§ Ziel der Übung
Entnimm dem Auszug über das Hinterbliebenengeld wortgetreu die Stelle von „1. Nach § 844“ bis „3 S. 2 BGB.“.

Der Kläger verlangt von dem Beklagten u.a. Hinterbliebenengeld, welches aus seiner Sicht 20.000€ betragen müsse. Sein 30-jähriger Sohn starb infolge einer Körperverletzung durch den Beklagten. Der Getötete war am Tattag nachmittags mit einer Bekannten auf dem Weg zu einem Einkaufzentrum. Vor dem Eingang traf er den Beklagten, mit dem er eine verbale Auseinandersetzung hatte. Als ihn der Beklagte mit der Faust ins Gesicht schlug, stürzte er mit dem Hinterkopf auf den Betonboden und erlitt dadurch ein schweres Schädel-Hirn-Trauma mit massiven Hirnblutungen und eine Schädelbasisfraktur. Er verstarb nach einer erfolglosen Notoperation noch am Abend.

 

Entscheidung

Die Klage ist nach Ansicht des Landgerichts teilweise begründet. Als Hinterbliebenengeld urteilte das Landgericht 20.000 € aus. Es begründete dies wie folgt:

  1. Nach § 844 Abs. 3 BGB hat „der Ersatzpflichtige dem Hinterbliebenen, der zur Zeit der Verletzung zu dem Getöteten in einem besonderen persönlichen Näheverhältnis stand, für das dem Hinterbliebenen zugefügte seelische Leid eine angemessene Entschädigung in Geld zu leisten. Ein besonderes persönliches Näheverhältnis wird vermutet, wenn der Hinterbliebene der Ehegatte, der Lebenspartner, ein Elternteil oder ein Kind des Getöteten war“. Vorliegend ist der Kläger der Vater des Getöteten. Ein besonderes persönliches Näheverhältnis wird damit vermutet, § 844 Abs. 3 S. 2 BGB.

§ Bereitgestelltes Material
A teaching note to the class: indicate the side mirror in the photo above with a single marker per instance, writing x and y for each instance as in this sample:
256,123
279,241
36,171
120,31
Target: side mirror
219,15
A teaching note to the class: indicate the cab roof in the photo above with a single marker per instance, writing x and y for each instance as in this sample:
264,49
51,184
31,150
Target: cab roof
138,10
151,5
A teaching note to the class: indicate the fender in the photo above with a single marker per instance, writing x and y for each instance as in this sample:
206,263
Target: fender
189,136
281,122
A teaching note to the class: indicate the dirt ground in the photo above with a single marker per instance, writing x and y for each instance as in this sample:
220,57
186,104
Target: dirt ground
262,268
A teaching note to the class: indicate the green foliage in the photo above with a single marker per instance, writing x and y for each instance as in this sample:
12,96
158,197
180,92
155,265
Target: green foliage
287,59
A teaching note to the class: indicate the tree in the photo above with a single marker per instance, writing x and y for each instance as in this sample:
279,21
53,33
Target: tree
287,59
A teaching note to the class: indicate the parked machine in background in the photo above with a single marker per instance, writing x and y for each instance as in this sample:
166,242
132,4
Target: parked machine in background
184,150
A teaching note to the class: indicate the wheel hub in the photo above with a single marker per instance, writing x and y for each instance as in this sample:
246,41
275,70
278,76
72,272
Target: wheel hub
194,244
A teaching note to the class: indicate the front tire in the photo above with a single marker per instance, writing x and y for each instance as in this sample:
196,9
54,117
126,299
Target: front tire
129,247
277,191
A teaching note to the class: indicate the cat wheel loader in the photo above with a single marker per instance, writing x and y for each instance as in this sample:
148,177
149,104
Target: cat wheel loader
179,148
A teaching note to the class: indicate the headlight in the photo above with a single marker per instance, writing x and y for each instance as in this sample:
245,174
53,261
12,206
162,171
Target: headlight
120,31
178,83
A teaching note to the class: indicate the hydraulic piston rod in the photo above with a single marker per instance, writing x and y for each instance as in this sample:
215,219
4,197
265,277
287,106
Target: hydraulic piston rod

§ Lösung der Aufgabe
1. Nach § 844 Abs. 3 BGB hat „der Ersatzpflichtige dem Hinterbliebenen, der zur Zeit der Verletzung zu dem Getöteten in einem besonderen persönlichen Näheverhältnis stand, für das dem Hinterbliebenen zugefügte seelische Leid eine angemessene Entschädigung in Geld zu leisten. Ein besonderes persönliches Näheverhältnis wird vermutet, wenn der Hinterbliebene der Ehegatte, der Lebenspartner, ein Elternteil oder ein Kind des Getöteten war“. Vorliegend ist der Kläger der Vater des Getöteten. Ein besonderes persönliches Näheverhältnis wird damit vermutet, § 844 Abs. 3 S. 2 BGB.